What the task asks: Using the listing, copy each whole line that features "below".

Data records:
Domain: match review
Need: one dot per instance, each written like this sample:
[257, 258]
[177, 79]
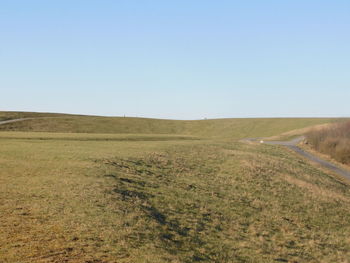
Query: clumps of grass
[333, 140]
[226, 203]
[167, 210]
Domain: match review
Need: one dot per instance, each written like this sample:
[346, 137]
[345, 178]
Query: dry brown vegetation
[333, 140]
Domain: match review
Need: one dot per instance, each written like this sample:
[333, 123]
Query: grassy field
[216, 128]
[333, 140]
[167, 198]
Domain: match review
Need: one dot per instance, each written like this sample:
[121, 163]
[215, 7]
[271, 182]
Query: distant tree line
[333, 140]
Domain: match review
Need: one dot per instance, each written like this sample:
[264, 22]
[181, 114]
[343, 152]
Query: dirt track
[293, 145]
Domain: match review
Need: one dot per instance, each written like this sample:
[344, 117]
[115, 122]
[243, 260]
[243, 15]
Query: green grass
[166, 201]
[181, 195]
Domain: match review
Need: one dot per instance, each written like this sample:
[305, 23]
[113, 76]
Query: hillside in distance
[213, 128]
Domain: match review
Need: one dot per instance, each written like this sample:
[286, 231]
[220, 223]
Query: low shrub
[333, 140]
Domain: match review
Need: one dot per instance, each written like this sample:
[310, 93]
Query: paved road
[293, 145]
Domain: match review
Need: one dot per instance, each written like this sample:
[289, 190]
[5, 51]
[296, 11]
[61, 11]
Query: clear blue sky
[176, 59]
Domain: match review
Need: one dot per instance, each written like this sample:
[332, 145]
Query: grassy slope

...

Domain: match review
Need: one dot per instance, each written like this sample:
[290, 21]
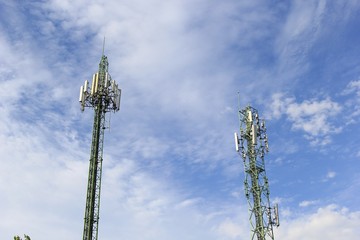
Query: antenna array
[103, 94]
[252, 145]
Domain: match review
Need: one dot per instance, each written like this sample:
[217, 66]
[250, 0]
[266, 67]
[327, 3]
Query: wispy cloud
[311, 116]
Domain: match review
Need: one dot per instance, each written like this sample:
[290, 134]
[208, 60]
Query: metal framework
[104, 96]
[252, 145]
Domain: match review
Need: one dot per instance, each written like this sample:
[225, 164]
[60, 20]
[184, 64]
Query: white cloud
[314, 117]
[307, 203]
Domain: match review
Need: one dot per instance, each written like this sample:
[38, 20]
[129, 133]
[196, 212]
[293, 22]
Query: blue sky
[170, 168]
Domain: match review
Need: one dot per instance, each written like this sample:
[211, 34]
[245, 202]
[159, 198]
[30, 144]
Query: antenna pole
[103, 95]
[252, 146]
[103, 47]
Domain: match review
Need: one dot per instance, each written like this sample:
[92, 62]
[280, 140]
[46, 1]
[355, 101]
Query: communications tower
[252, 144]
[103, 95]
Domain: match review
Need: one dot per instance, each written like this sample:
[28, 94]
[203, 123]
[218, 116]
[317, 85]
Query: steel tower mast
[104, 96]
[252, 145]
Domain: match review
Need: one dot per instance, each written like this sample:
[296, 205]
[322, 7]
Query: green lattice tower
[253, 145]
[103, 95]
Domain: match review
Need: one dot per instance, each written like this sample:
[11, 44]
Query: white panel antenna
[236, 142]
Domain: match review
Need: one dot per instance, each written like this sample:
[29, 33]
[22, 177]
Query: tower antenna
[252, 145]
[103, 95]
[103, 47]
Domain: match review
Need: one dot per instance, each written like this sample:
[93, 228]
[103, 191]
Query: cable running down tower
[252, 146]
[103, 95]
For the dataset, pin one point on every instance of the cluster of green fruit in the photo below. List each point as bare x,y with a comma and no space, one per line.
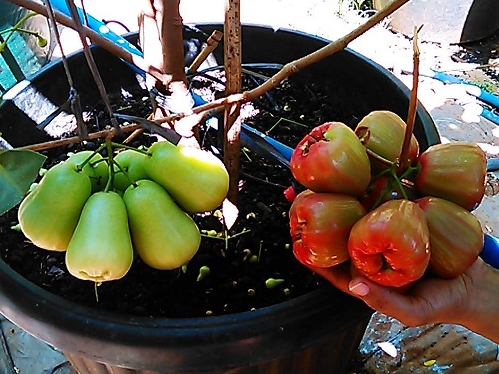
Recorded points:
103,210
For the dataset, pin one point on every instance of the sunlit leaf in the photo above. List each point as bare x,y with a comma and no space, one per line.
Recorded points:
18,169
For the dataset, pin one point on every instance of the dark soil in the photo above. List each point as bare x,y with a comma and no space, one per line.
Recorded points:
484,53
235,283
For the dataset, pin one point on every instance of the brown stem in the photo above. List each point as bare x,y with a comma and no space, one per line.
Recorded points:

...

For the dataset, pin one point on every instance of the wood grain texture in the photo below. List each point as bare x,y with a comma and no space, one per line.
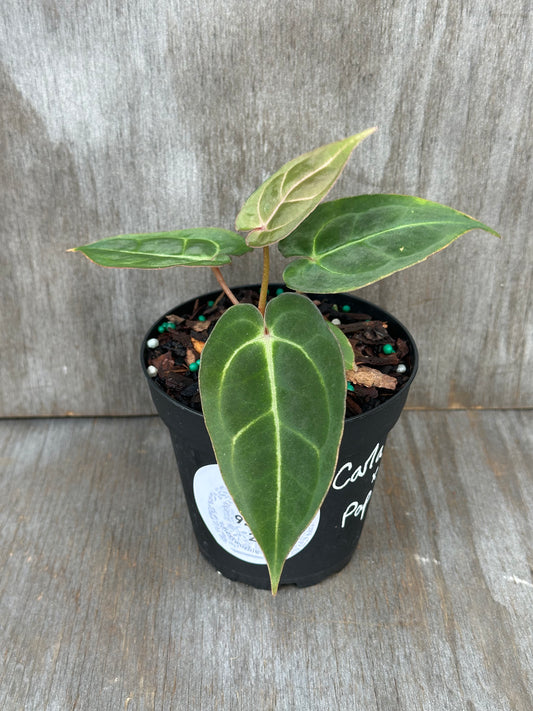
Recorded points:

Your solution:
For the dataset, pin one point on every instance of the cluster of green fruit in the photo below. List each point as bare x,y with a comma and no space, one per line.
For the dataset, pin one point on every instance of the wood grain texture in the photo below. List each point as bare x,y with a comma and no space, one per line.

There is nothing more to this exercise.